*** Opening Records shown ***

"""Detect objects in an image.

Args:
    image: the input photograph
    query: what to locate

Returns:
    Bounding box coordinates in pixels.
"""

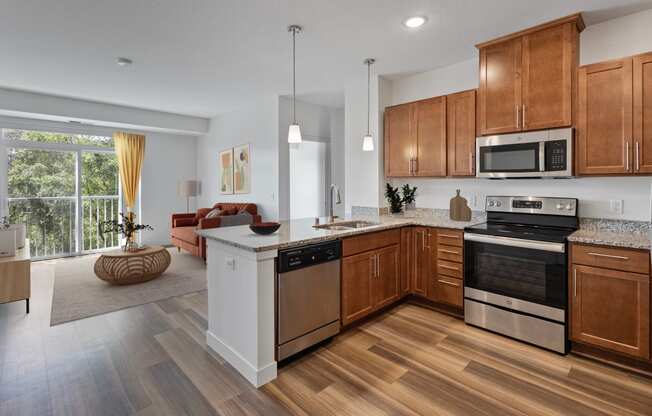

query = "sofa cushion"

*** Closing Records shown ***

_What you have to do_
Set down the material above exactly as written, but not the pictures.

_Solution to the problem_
"""Detect objects in an image.

Args:
    image: the input photograph
    query: what to locate

Returns:
    Bounding box coordinates in pixels.
"""


query = "sofa cushion"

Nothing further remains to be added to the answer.